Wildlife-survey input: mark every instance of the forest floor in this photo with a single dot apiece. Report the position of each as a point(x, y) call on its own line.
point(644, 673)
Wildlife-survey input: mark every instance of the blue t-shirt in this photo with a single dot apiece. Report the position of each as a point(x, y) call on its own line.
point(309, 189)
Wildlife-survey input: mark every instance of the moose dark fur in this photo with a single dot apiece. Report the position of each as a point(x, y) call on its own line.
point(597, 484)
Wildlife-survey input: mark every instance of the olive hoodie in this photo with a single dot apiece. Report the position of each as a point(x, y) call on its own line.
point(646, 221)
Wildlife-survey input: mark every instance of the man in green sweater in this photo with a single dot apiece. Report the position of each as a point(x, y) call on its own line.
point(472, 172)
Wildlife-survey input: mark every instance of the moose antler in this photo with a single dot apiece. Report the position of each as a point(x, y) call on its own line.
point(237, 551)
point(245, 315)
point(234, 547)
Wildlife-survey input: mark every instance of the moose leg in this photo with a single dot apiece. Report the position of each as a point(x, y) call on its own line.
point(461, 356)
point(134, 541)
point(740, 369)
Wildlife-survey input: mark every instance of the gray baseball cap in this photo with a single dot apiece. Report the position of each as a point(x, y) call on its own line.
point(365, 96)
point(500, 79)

### WORK TO COMPLETE
Give back, unchanged, the line that holds "Wildlife-survey input: mark every instance of the man" along with all lines after it through the last line above.

### THE COMPLETED TASK
Wildlife-survey input: mark every instance of the man in green sweater in this photo with a single dot apiece. Report the position of each as a point(x, y) call on its own line.
point(472, 172)
Wildlife-survey input: mark every instance of the moose antler in this photo with a single dot apiece. Report the position of each as a point(x, y) call on its own line.
point(237, 551)
point(245, 315)
point(234, 547)
Wildlife-survey input: mark every instance of the moose leg in this photo with a single dot apiece. Report the position of each as a point(x, y) call on its own line.
point(461, 356)
point(134, 541)
point(740, 369)
Wildlife-survey input: mark every instance of the gray baseball cap in this photo with a single dot apiece. Report the position of each as a point(x, y) call on its own line.
point(365, 96)
point(500, 79)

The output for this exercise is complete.